## The problem
The records that follow need to be output exactly as they are.

Location labeling records
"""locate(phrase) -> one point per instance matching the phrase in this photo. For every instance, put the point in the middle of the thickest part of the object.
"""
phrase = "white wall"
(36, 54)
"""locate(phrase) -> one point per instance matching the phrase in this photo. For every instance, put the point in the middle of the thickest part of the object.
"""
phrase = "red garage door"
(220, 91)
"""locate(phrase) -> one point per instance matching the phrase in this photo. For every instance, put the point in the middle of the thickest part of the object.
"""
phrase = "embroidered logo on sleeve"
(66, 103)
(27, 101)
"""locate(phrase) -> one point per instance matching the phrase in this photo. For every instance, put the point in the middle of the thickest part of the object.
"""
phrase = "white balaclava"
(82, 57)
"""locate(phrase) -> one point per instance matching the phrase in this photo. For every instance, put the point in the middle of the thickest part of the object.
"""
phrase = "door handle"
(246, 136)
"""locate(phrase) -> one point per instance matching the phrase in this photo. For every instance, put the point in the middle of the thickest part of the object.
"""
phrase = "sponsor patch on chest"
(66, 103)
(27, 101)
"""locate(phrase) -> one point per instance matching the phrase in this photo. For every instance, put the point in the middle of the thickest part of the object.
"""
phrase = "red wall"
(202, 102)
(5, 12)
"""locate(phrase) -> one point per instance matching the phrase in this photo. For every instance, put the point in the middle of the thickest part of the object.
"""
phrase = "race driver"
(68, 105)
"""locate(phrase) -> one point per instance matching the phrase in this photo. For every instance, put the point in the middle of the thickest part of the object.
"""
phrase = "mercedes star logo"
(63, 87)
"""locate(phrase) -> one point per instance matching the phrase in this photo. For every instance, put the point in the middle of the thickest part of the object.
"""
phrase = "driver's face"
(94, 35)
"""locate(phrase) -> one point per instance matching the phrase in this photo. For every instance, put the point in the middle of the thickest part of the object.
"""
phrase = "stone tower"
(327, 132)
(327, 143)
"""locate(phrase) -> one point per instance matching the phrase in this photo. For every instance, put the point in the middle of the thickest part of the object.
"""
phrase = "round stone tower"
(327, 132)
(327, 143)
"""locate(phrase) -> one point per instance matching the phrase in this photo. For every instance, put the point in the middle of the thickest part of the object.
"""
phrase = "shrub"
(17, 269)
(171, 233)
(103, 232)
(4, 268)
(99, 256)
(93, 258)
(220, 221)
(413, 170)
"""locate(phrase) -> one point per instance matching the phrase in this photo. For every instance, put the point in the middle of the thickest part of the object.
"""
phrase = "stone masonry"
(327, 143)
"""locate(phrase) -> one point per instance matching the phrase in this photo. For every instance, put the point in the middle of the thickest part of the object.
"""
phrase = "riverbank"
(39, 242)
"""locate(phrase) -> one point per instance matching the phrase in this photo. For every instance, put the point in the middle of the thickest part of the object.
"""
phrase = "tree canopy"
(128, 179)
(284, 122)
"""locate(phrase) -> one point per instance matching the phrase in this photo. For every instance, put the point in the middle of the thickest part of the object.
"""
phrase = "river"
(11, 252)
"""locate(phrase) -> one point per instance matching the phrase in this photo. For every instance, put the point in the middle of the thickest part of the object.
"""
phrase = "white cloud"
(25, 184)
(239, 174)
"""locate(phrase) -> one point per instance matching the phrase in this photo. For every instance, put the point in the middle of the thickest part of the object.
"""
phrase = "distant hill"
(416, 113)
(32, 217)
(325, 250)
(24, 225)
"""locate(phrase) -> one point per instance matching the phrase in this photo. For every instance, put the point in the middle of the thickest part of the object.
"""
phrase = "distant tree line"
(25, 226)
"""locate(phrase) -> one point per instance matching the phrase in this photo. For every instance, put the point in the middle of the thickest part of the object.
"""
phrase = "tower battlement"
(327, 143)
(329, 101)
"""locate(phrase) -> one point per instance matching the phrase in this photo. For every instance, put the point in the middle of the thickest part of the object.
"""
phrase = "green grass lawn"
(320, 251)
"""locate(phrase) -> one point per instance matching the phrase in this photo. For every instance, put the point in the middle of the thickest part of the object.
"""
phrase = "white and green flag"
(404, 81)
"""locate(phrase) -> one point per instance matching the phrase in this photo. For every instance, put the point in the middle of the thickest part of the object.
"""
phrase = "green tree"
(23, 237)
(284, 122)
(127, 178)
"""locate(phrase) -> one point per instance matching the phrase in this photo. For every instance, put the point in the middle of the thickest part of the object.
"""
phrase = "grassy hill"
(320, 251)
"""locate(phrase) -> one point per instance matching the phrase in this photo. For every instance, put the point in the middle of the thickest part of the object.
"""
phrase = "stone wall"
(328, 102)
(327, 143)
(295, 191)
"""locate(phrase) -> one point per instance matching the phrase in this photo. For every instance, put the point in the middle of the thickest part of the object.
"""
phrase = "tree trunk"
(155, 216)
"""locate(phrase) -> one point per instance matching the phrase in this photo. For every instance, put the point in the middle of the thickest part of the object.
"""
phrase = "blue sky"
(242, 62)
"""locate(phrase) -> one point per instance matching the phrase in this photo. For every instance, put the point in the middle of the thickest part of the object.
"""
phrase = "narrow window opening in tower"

## Result of the exercise
"""locate(phrase) -> one point per instance matching the phrase in this photo. For every instance, put the point in the middle of the thickest part of the object.
"""
phrase = "white wall"
(36, 54)
"""locate(phrase) -> one point per instance matching the phrase in this photo. For every instance, put the point in the middle of the thickest part of the object.
"""
phrase = "red garage door"
(220, 91)
"""locate(phrase) -> one point per instance matching the phrase in this photo. For every instance, put the point in the middle of the thickest part of the object.
"""
phrase = "embroidered logo on sleeve"
(66, 103)
(27, 101)
"""locate(phrase) -> one point per instance matching the phrase in this photo. For every instance, put the point in the middle of the thickest part of the object.
"""
phrase = "white balaclava"
(82, 57)
"""locate(phrase) -> one point per instance matching the phrase in this photo. For every instance, put the point in the middle of the thickest part of the object.
"""
phrase = "door handle"
(246, 136)
"""locate(phrase) -> one point per instance matching the phrase in this photo. For every instance, put the point in the middle of the thickest part of the object.
"""
phrase = "sponsor patch on chest"
(66, 103)
(27, 101)
"""locate(phrase) -> one point per instance matching the phrase in this photo. For every instance, put the point in the middle of the thickest part of the object.
"""
phrase = "red wall"
(202, 102)
(5, 12)
"""locate(phrase) -> one point per instance matching the phrase in this photo. For every instance, put the point in the middle of the thickest part of the object.
"""
phrase = "race driver"
(68, 105)
"""locate(phrase) -> one point per instance matching the phrase in this photo. For every instance, put the point in the middle of the thickest part of the object.
"""
phrase = "mercedes star logo"
(63, 87)
"""locate(phrase) -> one point per instance matching the phrase in this photo. For every instance, put the point in the middle of the thickest part of the object.
"""
phrase = "driver's face"
(94, 35)
"""locate(phrase) -> one point per instance matching the phrase in this photo. For every instance, put the point in the middle of the thickest part of the object.
"""
phrase = "stone tower"
(327, 132)
(327, 143)
"""locate(phrase) -> one point per instance matching the phrase in this photo. For every instance, put the point in the middle of the thickest part of the object.
"""
phrase = "round stone tower"
(327, 132)
(327, 143)
"""locate(phrase) -> one point per instance matching the phrase in this photo. For every instance, put the point in the middle of the thickest part of the object.
"""
phrase = "shrub"
(17, 269)
(171, 233)
(103, 232)
(4, 268)
(99, 256)
(93, 258)
(220, 221)
(413, 170)
"""locate(phrase) -> one point per instance matching the phrase in this photo. For every instance, put the point in the middle of the thickest part of the object.
"""
phrase = "stone masonry"
(327, 143)
"""locate(phrase) -> one point per instance matching the phrase in this photo. For every instance, put the point in the middle of the thickest part of the object.
"""
phrase = "riverbank"
(39, 242)
"""locate(phrase) -> one point per instance matching the phrase in this photo. For every instance, put the point in the middle of the thickest part of the object.
"""
phrase = "tree canopy"
(128, 179)
(284, 122)
"""locate(phrase) -> one point per instance matching the phrase in this photo. For every instance, put the point in the middle of the thickest part of the object.
"""
phrase = "river"
(11, 252)
"""locate(phrase) -> one point per instance matching the phrase in this photo. For every instance, put the point in the middle of the thickest part of the object.
"""
phrase = "white cloud"
(25, 184)
(239, 174)
"""locate(phrase) -> one point per instance matching the phrase in this photo. For every instance, put the point in the middle of the thickest part of the object.
"""
phrase = "distant hill"
(416, 113)
(32, 217)
(325, 250)
(24, 225)
"""locate(phrase) -> one point per instance matching the phrase in this photo. For every instance, put the point in the middle of the thickest part of the object.
"""
phrase = "distant tree line"
(25, 226)
"""locate(phrase) -> one point per instance matching the phrase in this photo. For every instance, put the point in the middle of the thickest part of the object.
"""
phrase = "tower battlement"
(327, 143)
(329, 101)
"""locate(phrase) -> one point per instance matching the phrase in this photo. For every instance, put the point in the middle of the thickest part of the object.
"""
phrase = "green grass lawn"
(320, 251)
"""locate(phrase) -> one point per instance matching the phrase in this photo. For every instance, put the point in the middle of the thickest part of the object.
"""
phrase = "white and green flag"
(404, 81)
"""locate(phrase) -> one point per instance matching the phrase in this photo. For every instance, put the point in the middle of the thickest part of the object.
"""
phrase = "green tree"
(23, 237)
(284, 122)
(127, 178)
"""locate(phrase) -> one point per instance matching the phrase in this photo. For every instance, put the point in the middle of the thickest part of the object.
"""
phrase = "grassy hill"
(320, 251)
"""locate(phrase) -> one point per instance matching the phrase in this photo. For every instance, put the point in the middle of the thickest part of the object.
"""
phrase = "stone wall"
(328, 102)
(327, 143)
(295, 191)
"""locate(phrase) -> one point per instance matching the phrase in this photo. For every instance, put the point in the middle of the thickest part of the object.
"""
phrase = "tree trunk"
(155, 216)
"""locate(phrase) -> one point per instance matching the phrase in this photo. For every instance, put the point in the middle of the thickest part of the object.
"""
phrase = "blue sky"
(242, 62)
"""locate(phrase) -> one point per instance matching the phrase in this photo. For every instance, put the point in the middle of the thickest part of the object.
"""
phrase = "narrow window opening in tower"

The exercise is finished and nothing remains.